===== Excerto de texto =====
Mas, se é certo que não encontramos razões ou justificações plausíveis para que o condutor do (…)TEV tivesse desviado o veículo, embatendo no veículo que estava ao seu lado, o mesmo não acontece com o Réu.

Na verdade, o Réu estava a executar uma manobra de ultrapassagem e, portanto, pretenderia regressar – como é normal – à faixa da direita logo que completasse essa manobra. Ora, se tivermos em conta que – conforme resulta das declarações do Réu e do “croqui” que ele   elaborou – o embate ocorreu quando as frentes dos veículos já estavam praticamente “lado a lado”, não poderemos deixar de ter como muito provável, à luz das regras de experiência, que o Réu já estivesse a direcionar o veículo para o lado direito no sentido de regressar à faixa direita e que o tivesse feito cedo demais (eventualmente, porque tinha a sua atenção, concentração, percepção e reflexos diminuídos por força da presença de álcool no sangue), indo, por isso, embater no outro veículo.
=====
Instrução dada:
Com base no excerto sobre o embate entre os dois veículos, responda, por favor:
1. O que não se encontra em relação ao condutor do (…)TEV?
2. Que manobra estava o Réu a executar?
3. Onde estavam as frentes dos veículos quando ocorreu o embate?
O material a seguir provém de outra fonte.
===== Registos de dados =====
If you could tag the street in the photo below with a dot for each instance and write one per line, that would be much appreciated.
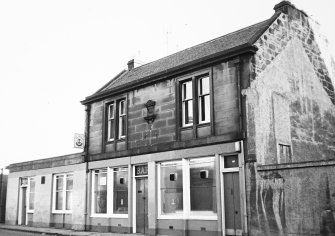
(4, 232)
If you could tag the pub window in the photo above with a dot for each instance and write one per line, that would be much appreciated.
(203, 186)
(285, 152)
(100, 191)
(110, 191)
(195, 110)
(120, 185)
(63, 186)
(116, 120)
(187, 188)
(171, 188)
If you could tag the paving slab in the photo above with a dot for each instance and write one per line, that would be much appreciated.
(63, 232)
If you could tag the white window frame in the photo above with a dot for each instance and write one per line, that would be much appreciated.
(64, 193)
(187, 213)
(28, 195)
(110, 194)
(121, 115)
(184, 100)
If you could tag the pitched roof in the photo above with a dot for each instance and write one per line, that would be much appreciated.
(221, 45)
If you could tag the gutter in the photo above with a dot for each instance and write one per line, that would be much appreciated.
(86, 159)
(204, 61)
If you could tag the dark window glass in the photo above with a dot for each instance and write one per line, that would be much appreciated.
(120, 190)
(171, 188)
(203, 184)
(100, 191)
(230, 161)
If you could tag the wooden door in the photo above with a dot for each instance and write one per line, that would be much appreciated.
(142, 205)
(232, 203)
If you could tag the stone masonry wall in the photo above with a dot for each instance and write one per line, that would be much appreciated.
(290, 101)
(163, 129)
(96, 122)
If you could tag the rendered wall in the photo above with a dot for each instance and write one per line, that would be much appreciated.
(42, 215)
(290, 101)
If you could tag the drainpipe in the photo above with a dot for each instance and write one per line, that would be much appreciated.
(86, 159)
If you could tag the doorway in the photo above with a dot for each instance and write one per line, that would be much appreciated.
(23, 207)
(231, 197)
(142, 205)
(232, 203)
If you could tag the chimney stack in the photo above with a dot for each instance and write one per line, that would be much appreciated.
(134, 63)
(288, 8)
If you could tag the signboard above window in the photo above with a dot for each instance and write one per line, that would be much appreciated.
(141, 170)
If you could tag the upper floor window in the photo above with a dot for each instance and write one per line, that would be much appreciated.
(116, 120)
(195, 99)
(204, 100)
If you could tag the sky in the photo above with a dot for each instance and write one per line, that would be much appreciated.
(53, 54)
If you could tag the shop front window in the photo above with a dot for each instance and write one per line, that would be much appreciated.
(31, 193)
(171, 188)
(63, 185)
(187, 188)
(202, 185)
(100, 191)
(120, 185)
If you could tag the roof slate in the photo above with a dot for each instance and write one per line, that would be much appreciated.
(245, 36)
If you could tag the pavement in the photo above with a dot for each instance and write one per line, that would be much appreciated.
(54, 231)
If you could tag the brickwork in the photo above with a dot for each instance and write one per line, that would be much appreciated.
(163, 128)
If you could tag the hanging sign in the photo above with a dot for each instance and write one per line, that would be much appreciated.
(79, 141)
(141, 170)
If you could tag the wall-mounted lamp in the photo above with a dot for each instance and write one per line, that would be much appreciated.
(204, 174)
(151, 116)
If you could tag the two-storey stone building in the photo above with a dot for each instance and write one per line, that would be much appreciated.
(234, 136)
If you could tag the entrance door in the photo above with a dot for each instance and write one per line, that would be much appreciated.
(23, 206)
(142, 205)
(232, 203)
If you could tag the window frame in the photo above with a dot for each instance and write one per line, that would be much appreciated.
(28, 195)
(64, 190)
(109, 194)
(116, 102)
(187, 213)
(195, 77)
(110, 118)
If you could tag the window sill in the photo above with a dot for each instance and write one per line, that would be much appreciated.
(193, 217)
(115, 140)
(123, 216)
(61, 212)
(170, 217)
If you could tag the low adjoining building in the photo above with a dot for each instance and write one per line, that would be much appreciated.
(234, 136)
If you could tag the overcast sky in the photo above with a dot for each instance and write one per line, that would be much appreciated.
(55, 53)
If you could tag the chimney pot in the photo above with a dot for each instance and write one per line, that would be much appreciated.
(131, 64)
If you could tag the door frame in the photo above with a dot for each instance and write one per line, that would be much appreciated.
(21, 187)
(145, 176)
(241, 170)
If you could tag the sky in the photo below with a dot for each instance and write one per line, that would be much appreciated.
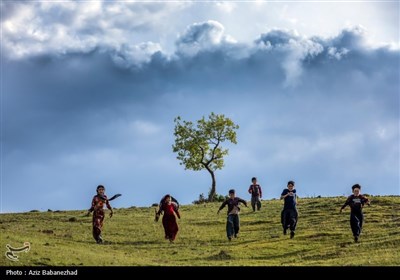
(90, 90)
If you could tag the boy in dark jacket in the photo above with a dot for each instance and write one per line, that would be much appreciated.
(256, 194)
(98, 203)
(232, 222)
(356, 202)
(289, 213)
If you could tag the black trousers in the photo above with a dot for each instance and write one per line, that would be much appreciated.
(289, 219)
(356, 221)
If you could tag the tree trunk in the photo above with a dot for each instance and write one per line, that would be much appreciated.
(212, 193)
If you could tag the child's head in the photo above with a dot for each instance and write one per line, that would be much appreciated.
(356, 189)
(168, 198)
(291, 185)
(100, 189)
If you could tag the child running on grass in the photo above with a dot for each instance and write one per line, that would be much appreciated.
(98, 202)
(232, 221)
(356, 202)
(256, 194)
(169, 208)
(289, 213)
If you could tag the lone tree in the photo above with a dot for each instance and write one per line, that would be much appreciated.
(200, 147)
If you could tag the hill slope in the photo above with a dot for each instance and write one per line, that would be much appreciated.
(323, 237)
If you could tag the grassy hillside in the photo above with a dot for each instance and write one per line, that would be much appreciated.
(323, 237)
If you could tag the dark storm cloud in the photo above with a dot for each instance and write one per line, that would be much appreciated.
(315, 109)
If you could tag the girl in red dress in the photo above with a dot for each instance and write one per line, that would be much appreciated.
(169, 220)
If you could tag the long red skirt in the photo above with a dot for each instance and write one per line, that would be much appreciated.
(170, 227)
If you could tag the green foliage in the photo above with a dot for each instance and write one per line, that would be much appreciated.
(200, 147)
(132, 238)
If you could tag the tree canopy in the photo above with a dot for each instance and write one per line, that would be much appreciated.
(199, 146)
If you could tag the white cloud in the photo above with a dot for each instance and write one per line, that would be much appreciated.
(202, 36)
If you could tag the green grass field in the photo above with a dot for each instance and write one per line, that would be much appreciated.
(323, 237)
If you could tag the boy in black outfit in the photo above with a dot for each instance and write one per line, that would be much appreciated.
(232, 222)
(256, 194)
(356, 202)
(289, 213)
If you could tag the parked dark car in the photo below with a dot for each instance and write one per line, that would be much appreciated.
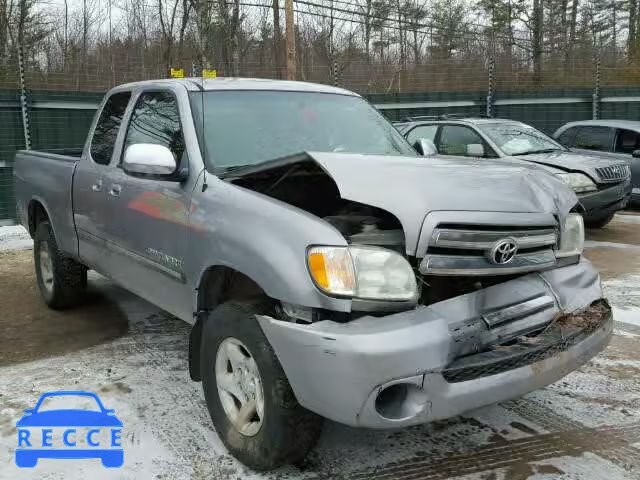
(602, 184)
(620, 139)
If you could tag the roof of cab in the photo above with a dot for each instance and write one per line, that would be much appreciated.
(233, 83)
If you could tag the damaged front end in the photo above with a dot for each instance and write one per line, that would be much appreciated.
(504, 303)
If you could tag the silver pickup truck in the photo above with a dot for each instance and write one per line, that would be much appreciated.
(326, 268)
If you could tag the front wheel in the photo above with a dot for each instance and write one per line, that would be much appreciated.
(248, 396)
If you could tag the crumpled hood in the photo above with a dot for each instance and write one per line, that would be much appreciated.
(411, 187)
(571, 161)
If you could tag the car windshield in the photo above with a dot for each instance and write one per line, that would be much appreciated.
(519, 139)
(69, 402)
(252, 127)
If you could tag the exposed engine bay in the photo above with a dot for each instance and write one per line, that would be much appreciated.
(307, 186)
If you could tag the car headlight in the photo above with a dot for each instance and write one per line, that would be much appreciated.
(362, 272)
(578, 182)
(572, 236)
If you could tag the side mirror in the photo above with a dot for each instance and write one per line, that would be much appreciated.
(475, 150)
(148, 159)
(425, 147)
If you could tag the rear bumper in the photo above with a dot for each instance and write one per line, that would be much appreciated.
(339, 370)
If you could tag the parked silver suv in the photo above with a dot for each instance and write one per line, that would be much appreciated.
(617, 139)
(602, 184)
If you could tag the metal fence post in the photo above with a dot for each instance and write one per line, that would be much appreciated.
(490, 91)
(23, 101)
(596, 91)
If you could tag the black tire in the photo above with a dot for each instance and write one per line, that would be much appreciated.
(598, 222)
(62, 286)
(288, 431)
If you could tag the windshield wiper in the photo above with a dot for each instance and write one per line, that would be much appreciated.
(542, 150)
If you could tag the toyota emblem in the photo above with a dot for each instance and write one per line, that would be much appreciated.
(503, 251)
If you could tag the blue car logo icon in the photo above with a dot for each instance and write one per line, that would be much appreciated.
(36, 432)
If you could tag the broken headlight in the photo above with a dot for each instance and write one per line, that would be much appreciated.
(578, 182)
(362, 272)
(572, 236)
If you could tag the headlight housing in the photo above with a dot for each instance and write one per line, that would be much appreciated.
(572, 236)
(362, 272)
(578, 182)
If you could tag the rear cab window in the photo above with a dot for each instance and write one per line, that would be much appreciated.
(568, 137)
(427, 132)
(456, 139)
(107, 127)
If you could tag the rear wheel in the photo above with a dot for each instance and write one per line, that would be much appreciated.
(248, 396)
(598, 222)
(61, 280)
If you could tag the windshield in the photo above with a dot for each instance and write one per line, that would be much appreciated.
(519, 139)
(251, 127)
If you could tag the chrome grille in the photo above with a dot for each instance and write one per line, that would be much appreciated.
(614, 173)
(465, 250)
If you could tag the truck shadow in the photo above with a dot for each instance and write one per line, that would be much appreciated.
(31, 331)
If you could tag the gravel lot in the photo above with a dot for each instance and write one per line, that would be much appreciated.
(135, 357)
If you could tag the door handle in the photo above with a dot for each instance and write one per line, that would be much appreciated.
(115, 190)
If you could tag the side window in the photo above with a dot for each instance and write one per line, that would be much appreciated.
(594, 138)
(156, 119)
(567, 137)
(455, 140)
(423, 131)
(627, 141)
(104, 136)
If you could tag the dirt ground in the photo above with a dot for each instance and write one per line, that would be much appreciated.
(586, 426)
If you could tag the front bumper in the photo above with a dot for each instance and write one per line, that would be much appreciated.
(338, 370)
(606, 201)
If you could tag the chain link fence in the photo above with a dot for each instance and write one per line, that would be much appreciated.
(60, 102)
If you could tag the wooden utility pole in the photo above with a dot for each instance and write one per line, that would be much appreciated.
(291, 40)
=====
Resultado:
1. Razões ou justificações plausíveis para ter desviado o veículo.
2. Uma manobra de ultrapassagem.
3. Praticamente "lado a lado".